— Trecho selecionado —
============

Por Saul Leblon
A boa notícia na praça é que
o campo progressista resolveu correr riscos.
A segunda boa notícia: isso
significa deixar o divã da política para fazer política.
Dito em outros termos:
reagir à condição de objeto da crise à qual o conservadorismo quer
circunscreve-lo – a exemplo do que já faz com a Petrobrás – e se impor como sujeito nessa que avulta como
uma das mais virulentas transições de ciclo de desenvolvimento já enfrentadas
pelo país (32; 54; 64; 1985; 2002....) .
Em vez de ‘sugerir’ agendas
ao governo, como um cronista da crise, partidos de esquerda, movimentos
sociais, centrais sindicais, personalidades democráticas e socialistas
convergem agora para um mesmo consenso aglutinador.
O Brasil necessita
urgentemente viabilizar um novo braço coletivo.
Que tenha a força e a
extensão de uma frente ampla democrática e progressista.
Que seja maior do que a soma
das partes, capaz de sacudir o torpor da esquerda, afrontar a soberba da
direita, abrindo espaço assim para o governo recuperar seu projeto e a capacidade
de iniciativa.
Em vez de referido, trata-se
de introduzir uma outra referência à urgência dos dias que correm.
Listar plataformas e
bandeiras é quase um truísmo, tão vertiginosa é a sua evidência na encruzilhada
brasileira, igualmente ostensiva em demonstrar a insuficiência da organização
política para viabiliza-las.
Barrar o golpismo, por
exemplo, exige libertar a democracia e a urna do poder do dinheiro grosso
–impondo tetos aos gastos eleitorais ou vetando grandes doadores de estimação
do Congresso Nacional; afastar o arrocho cíclico e a ameaça da restauração
neoliberal implica coibir a mobilidade dos capitais, taxar o lucro financeiro,
os bancos, dividendos e grandes fortunas, ademais de tributar a herança e assim
abrir espaço fiscal à infraestrutura, à saúde pública e à educação de
qualidade.

============

— Tarefas propostas —
1 - Segundo o trecho, barrar o golpismo exige libertar a democracia e a urna do poder de quê?
2 - Indique, por favor, se cada afirmação abaixo está de acordo com o trecho, respondendo sim ou não e citando as palavras do trecho que decidem a resposta. (a) O campo progressista resolveu correr riscos. (b) Listar plataformas e bandeiras é algo difícil e pouco evidente. (c) Tributar a herança é uma das medidas mencionadas.

— Dados exibidos —
============

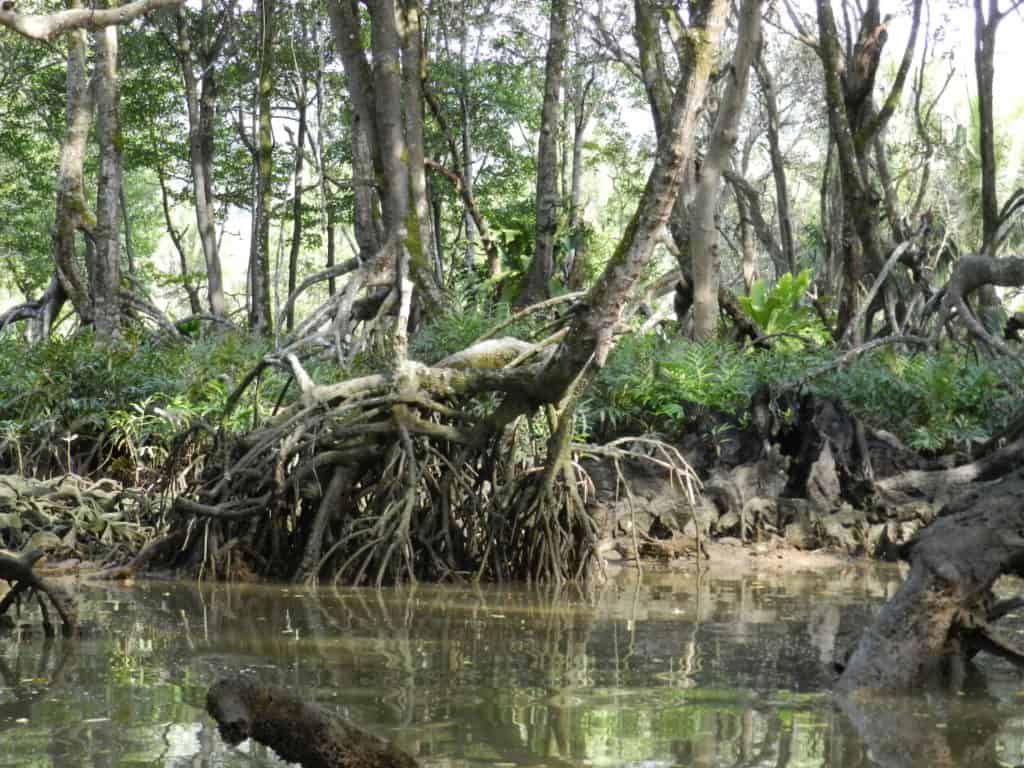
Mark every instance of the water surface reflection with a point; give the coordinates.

============

— Respostas —
1 - Do poder do dinheiro grosso.

2 -
(a) Sim: "o campo progressista resolveu correr riscos"
(b) Não: "Listar plataformas e bandeiras é quase um truísmo, tão vertiginosa é a sua evidência"
(c) Sim: "ademais de tributar a herança"